↓↓↓

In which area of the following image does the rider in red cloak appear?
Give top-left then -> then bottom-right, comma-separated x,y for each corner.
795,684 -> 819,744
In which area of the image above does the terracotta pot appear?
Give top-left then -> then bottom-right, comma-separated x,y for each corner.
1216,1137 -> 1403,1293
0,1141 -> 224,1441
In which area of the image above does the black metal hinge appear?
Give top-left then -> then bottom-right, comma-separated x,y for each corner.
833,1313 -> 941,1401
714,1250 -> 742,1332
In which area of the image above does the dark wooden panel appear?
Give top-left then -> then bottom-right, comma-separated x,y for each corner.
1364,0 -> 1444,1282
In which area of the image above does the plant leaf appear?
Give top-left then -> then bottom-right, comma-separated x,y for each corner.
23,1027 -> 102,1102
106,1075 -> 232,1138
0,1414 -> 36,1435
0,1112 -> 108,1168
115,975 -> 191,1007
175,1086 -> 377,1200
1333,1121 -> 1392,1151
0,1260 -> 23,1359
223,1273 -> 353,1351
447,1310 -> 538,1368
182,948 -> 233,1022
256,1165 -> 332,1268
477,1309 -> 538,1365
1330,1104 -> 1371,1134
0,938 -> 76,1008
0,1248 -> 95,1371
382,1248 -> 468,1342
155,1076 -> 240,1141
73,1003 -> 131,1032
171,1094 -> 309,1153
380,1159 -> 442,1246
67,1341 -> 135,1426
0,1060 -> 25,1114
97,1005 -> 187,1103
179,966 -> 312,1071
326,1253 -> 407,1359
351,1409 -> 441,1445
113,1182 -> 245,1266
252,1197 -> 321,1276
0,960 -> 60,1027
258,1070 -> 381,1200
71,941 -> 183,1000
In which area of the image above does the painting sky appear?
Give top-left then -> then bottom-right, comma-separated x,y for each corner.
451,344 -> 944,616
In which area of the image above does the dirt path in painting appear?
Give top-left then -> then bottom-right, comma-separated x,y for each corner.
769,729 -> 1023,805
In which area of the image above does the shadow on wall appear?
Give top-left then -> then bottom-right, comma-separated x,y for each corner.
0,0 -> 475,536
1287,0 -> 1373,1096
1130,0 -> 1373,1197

↑↑↑
↓↓↓

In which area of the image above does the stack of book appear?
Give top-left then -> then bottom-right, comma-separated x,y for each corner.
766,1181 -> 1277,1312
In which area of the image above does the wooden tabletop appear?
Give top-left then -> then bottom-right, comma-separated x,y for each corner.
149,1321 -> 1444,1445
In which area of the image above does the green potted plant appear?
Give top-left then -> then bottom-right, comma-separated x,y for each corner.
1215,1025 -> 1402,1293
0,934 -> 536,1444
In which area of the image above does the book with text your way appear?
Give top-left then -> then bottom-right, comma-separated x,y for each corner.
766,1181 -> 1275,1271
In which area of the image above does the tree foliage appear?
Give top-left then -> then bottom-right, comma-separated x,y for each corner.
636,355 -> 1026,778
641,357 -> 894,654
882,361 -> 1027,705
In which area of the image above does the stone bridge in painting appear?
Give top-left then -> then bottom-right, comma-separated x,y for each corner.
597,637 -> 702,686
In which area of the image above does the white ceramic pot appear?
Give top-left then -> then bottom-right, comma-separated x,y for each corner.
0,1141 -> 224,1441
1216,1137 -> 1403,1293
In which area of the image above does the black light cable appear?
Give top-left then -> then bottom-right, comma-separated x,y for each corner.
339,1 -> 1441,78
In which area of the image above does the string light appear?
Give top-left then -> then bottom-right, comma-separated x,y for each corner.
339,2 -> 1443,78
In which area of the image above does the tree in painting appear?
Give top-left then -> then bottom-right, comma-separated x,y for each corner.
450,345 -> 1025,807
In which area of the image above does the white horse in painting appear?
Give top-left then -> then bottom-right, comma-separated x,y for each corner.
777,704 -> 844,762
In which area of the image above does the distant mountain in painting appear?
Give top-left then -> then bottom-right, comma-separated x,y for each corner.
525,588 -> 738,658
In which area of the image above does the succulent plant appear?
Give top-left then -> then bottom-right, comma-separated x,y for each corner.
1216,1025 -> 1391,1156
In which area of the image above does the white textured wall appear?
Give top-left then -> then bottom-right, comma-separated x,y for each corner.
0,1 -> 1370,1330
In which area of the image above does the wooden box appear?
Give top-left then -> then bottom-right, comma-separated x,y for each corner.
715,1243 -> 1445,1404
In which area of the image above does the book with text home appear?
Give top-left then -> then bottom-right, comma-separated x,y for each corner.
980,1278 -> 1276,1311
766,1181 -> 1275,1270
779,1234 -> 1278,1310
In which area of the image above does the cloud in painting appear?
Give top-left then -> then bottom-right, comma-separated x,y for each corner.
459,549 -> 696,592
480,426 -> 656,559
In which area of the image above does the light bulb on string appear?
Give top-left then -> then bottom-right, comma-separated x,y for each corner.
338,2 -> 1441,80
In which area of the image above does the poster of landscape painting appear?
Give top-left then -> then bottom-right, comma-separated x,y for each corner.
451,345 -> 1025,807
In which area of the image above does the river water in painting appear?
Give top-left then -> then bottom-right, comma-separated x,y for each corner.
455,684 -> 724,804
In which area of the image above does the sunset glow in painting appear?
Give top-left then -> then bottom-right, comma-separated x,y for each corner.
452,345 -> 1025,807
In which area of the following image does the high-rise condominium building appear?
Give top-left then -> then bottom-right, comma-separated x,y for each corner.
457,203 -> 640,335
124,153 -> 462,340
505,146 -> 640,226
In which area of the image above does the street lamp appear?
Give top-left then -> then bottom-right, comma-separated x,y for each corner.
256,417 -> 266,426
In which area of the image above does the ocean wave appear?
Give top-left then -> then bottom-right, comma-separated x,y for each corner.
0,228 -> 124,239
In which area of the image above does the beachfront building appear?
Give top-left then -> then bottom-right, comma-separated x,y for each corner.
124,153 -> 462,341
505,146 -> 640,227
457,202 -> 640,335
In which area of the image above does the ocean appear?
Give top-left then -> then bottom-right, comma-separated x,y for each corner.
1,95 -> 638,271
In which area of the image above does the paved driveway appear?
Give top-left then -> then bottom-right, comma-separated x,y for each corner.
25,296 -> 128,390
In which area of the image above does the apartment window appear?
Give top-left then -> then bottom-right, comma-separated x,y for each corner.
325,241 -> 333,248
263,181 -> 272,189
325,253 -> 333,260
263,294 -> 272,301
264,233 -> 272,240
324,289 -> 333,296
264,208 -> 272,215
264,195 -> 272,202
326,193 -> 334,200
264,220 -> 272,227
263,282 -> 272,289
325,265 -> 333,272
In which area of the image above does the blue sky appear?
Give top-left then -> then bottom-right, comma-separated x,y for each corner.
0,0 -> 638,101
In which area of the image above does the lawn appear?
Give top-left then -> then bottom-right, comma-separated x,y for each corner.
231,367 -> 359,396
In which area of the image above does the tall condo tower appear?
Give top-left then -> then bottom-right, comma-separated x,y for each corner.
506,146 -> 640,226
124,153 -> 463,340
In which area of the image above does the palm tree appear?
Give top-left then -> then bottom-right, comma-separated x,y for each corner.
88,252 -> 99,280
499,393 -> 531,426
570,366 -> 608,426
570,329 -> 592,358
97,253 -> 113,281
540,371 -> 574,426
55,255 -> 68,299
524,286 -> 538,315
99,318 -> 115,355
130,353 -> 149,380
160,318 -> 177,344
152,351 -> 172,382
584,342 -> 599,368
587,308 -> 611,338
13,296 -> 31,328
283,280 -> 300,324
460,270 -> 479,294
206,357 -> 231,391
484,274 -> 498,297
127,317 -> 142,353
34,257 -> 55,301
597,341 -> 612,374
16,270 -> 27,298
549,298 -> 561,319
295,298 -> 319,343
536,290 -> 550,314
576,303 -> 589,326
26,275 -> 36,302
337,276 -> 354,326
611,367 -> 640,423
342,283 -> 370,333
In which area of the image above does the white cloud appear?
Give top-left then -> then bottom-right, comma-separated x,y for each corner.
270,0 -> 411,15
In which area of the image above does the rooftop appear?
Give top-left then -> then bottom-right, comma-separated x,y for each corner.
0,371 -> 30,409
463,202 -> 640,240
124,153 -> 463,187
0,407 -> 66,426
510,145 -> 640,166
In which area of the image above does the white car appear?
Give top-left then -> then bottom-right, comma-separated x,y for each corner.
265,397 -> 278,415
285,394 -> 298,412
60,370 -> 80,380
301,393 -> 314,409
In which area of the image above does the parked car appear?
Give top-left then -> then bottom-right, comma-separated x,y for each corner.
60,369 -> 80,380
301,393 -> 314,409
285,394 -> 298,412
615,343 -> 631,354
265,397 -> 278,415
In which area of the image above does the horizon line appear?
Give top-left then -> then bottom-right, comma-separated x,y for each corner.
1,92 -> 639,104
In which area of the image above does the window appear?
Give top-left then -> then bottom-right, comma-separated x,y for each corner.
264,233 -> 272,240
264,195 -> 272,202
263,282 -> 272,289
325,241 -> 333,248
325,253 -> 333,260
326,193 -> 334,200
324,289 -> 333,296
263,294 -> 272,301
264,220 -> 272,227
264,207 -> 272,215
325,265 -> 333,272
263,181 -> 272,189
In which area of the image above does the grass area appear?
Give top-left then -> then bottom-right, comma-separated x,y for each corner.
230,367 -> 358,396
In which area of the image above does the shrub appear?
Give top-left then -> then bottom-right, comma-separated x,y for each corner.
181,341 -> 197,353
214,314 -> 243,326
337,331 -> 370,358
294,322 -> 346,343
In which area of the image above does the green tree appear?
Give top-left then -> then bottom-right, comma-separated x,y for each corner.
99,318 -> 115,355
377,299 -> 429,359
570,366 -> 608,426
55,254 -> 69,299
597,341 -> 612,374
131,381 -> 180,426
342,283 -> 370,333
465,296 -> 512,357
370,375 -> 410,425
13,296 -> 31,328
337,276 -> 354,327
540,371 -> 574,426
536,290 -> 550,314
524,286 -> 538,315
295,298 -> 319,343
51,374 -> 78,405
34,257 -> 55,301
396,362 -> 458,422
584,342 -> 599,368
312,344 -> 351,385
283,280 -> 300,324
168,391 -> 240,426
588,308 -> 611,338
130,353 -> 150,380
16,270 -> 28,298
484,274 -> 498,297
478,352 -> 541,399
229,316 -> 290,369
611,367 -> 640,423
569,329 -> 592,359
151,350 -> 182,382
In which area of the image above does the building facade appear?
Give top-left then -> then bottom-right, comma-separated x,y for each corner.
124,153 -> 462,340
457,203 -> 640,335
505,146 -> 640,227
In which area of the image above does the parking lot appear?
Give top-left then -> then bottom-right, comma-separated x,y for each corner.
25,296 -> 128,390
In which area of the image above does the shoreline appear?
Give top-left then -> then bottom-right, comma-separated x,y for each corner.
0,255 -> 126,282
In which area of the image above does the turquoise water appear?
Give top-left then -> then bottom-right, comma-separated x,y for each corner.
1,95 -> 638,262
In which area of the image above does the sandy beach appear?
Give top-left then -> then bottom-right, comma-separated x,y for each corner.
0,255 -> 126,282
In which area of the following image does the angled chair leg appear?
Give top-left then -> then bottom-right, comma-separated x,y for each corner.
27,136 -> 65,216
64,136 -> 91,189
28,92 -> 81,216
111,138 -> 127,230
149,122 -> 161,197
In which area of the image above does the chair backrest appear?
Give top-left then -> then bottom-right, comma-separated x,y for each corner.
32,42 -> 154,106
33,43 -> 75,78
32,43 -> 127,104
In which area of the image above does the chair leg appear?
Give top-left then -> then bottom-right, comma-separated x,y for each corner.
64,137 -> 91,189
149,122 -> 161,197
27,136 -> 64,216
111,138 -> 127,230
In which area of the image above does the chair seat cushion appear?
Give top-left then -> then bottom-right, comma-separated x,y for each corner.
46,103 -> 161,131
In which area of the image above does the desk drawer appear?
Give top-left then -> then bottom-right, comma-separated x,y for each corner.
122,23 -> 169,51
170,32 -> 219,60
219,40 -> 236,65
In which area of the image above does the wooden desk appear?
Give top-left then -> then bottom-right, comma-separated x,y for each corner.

↑↑↑
↓↓↓

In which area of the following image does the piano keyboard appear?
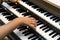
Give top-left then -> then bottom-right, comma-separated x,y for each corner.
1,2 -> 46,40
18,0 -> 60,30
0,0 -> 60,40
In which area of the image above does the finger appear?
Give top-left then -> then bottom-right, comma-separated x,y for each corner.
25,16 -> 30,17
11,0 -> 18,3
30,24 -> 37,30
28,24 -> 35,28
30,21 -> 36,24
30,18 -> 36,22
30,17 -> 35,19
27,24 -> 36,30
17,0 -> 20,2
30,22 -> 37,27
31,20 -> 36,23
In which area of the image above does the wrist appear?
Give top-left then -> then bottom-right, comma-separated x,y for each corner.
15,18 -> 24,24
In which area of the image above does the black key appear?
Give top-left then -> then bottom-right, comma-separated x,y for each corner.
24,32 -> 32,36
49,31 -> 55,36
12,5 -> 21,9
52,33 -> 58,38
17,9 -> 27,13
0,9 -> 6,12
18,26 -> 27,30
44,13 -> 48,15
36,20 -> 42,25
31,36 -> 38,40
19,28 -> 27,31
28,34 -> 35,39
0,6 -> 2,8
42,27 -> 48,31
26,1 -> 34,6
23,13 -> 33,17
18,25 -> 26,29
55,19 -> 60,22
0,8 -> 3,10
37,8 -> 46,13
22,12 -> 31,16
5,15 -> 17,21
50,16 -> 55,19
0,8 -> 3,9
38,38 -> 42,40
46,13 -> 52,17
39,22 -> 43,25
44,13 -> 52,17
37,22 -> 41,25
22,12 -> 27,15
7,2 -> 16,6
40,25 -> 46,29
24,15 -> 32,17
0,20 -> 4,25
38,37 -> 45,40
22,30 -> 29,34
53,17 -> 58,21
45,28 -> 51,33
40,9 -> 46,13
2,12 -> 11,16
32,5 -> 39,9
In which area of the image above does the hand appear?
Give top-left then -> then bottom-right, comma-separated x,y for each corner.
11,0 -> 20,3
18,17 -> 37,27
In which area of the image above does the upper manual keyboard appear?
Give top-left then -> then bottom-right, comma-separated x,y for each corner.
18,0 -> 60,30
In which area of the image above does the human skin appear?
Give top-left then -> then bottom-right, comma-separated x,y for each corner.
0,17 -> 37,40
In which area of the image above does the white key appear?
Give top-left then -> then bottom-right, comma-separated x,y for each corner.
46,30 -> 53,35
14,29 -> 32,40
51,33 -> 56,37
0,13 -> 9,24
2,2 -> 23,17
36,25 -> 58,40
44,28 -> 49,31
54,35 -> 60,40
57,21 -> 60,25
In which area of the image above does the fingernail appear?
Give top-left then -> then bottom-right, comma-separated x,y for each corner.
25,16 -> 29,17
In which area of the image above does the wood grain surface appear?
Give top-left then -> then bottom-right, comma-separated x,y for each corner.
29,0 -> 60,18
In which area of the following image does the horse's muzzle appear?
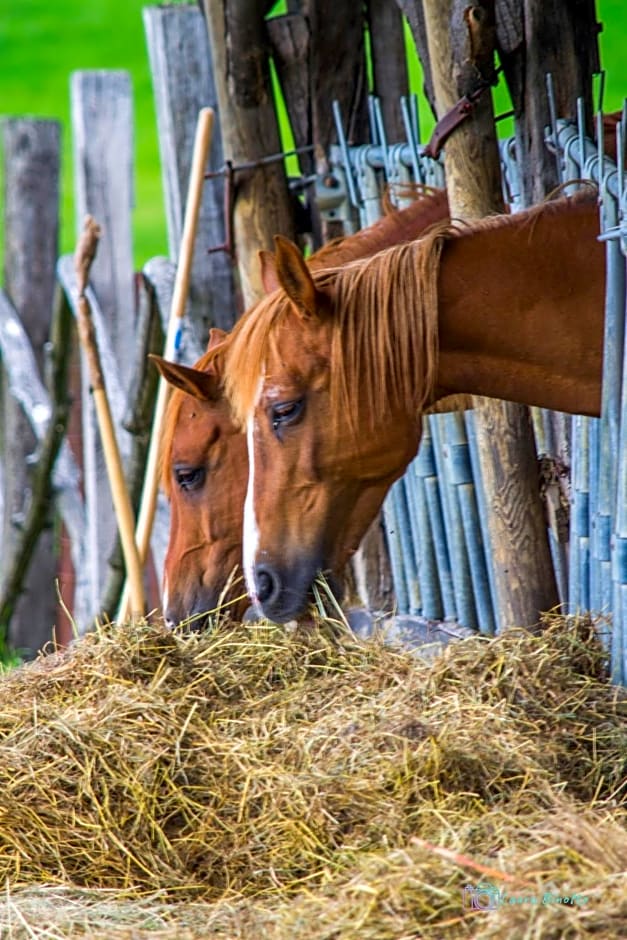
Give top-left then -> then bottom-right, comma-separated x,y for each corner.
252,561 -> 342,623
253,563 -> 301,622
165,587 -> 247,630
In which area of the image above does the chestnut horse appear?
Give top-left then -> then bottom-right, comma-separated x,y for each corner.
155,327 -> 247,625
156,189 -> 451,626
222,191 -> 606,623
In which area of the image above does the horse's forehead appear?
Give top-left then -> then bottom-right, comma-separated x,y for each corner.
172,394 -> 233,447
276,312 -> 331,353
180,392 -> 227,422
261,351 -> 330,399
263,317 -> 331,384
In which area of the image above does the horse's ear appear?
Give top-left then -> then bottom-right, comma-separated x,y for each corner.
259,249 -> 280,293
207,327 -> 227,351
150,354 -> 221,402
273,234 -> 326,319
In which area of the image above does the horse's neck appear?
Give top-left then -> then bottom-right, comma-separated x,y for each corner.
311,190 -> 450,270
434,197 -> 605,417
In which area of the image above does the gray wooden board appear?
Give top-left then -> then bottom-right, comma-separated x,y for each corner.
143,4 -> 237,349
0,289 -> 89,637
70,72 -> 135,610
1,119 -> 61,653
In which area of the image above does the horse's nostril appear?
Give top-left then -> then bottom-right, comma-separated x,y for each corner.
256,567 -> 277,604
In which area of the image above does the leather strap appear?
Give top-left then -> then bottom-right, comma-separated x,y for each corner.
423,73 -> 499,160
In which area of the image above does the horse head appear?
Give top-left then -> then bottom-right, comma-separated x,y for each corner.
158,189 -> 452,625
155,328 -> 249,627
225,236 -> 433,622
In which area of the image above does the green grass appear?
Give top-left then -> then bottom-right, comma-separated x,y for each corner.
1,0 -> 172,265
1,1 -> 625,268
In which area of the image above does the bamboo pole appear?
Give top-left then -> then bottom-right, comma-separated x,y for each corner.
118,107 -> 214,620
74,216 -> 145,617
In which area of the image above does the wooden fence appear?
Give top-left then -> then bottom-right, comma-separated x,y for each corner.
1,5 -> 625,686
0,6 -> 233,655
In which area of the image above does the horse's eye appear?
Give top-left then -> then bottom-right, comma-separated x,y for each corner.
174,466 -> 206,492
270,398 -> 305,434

↑↑↑

# [Exercise description]
For each line above that includes "window", copy the line.

# [Response]
In which area of the image above does the apartment window appear?
In which area of the image above does the window appear?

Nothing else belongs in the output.